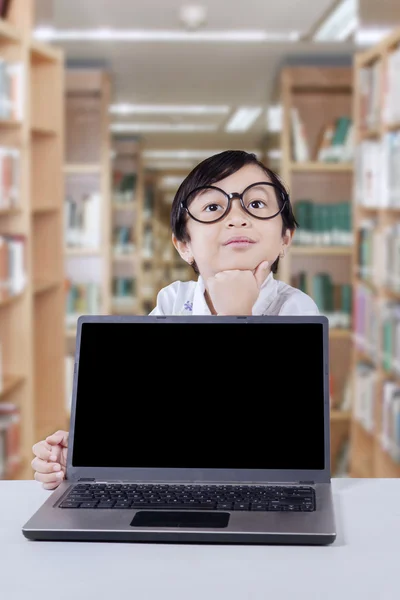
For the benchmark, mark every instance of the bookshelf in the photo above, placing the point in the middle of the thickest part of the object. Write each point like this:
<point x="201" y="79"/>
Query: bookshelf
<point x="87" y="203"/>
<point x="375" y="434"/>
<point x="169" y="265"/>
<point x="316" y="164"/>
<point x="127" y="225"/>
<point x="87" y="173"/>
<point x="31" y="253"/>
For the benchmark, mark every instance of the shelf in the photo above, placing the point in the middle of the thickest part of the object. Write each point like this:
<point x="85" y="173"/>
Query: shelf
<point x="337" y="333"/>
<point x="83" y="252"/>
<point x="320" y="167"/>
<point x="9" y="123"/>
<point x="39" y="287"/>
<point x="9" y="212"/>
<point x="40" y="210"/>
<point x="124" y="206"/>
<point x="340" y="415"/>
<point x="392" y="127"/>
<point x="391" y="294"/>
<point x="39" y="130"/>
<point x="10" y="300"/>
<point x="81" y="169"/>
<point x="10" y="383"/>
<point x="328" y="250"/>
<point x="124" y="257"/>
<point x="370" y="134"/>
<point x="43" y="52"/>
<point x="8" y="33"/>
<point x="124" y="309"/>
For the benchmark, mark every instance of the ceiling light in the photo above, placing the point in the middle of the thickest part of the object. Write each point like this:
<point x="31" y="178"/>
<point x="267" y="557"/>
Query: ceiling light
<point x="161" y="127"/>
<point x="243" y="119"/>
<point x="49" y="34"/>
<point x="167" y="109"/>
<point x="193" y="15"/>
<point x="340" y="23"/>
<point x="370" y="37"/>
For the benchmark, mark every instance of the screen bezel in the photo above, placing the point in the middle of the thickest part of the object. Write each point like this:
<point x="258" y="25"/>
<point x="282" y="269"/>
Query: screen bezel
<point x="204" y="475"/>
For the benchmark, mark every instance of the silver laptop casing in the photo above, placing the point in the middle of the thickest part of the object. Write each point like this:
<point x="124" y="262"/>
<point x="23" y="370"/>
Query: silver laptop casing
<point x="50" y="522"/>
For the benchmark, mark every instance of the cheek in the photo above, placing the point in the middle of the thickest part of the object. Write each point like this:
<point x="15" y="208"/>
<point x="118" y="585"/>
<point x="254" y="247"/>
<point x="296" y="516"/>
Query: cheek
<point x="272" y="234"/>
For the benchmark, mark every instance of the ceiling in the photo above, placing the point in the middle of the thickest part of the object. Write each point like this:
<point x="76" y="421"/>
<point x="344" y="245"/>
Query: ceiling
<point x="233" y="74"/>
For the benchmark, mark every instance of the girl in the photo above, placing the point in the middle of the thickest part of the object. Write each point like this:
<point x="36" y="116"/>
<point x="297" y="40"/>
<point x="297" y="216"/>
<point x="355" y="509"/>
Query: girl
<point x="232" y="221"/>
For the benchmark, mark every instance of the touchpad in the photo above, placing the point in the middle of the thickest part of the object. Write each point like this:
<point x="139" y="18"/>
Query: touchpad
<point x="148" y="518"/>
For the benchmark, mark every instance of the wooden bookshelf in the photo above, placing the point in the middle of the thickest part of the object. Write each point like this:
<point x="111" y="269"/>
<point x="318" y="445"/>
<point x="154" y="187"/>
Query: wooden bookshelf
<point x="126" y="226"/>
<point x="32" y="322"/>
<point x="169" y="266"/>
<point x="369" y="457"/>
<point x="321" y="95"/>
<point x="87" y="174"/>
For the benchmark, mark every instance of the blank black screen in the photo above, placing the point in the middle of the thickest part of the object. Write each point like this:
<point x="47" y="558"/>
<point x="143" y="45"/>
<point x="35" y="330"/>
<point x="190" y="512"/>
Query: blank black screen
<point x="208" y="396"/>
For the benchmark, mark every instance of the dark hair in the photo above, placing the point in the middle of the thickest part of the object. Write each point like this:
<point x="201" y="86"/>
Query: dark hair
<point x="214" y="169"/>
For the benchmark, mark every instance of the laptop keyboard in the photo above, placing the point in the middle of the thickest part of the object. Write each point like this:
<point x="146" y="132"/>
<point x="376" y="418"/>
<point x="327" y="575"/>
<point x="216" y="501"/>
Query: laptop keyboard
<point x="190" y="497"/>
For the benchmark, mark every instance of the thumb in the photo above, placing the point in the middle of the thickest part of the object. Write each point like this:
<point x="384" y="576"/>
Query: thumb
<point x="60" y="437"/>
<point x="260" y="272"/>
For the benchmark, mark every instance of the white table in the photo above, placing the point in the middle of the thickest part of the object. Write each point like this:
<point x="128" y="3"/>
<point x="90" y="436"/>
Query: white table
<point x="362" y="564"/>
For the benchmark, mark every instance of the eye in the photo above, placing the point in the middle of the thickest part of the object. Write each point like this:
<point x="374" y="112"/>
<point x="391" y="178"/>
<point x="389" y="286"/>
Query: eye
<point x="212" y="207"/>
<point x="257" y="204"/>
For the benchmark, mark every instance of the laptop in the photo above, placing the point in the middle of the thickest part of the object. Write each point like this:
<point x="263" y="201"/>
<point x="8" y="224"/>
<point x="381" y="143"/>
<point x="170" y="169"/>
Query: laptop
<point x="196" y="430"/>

--

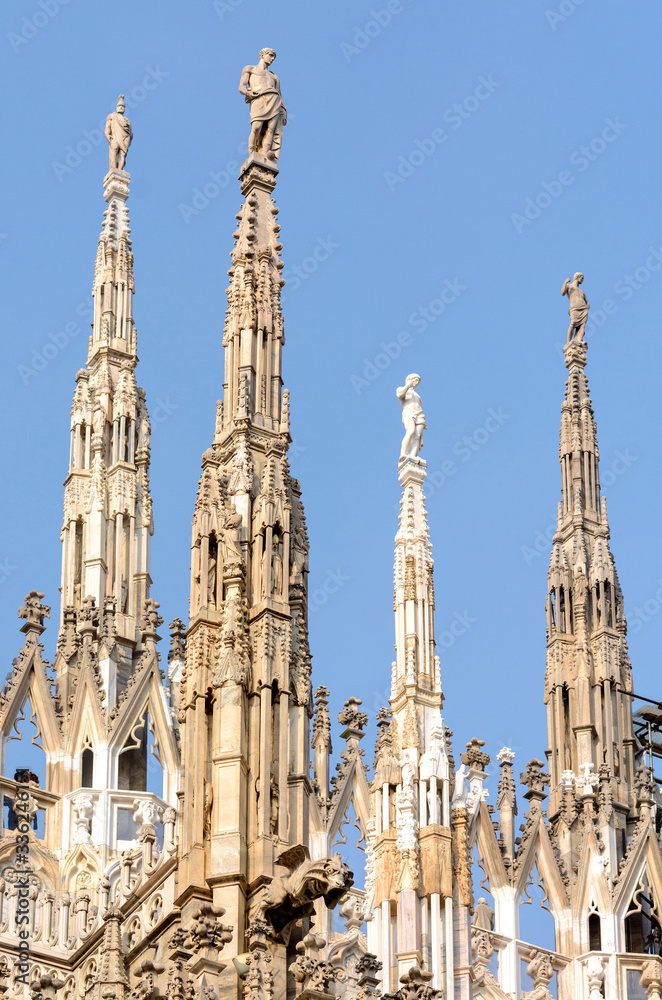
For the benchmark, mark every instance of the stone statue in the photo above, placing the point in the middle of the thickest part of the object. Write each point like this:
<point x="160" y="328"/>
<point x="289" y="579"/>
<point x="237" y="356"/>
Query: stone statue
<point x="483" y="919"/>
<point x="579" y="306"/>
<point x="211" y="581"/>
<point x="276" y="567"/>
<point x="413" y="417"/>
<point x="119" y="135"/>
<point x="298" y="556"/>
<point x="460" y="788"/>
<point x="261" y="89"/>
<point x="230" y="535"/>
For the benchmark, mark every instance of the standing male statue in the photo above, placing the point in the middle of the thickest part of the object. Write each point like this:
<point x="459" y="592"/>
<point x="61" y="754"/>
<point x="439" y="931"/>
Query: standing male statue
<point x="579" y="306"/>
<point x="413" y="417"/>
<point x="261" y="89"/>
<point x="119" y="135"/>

== Short exercise ==
Pull out every line in the items above that contains the word "girl".

== Exercise answer ==
For the benchmark, mark every instance of the girl in the photo above, placing the point in the middle of the thickest part of the object. Write each point like this:
Query: girl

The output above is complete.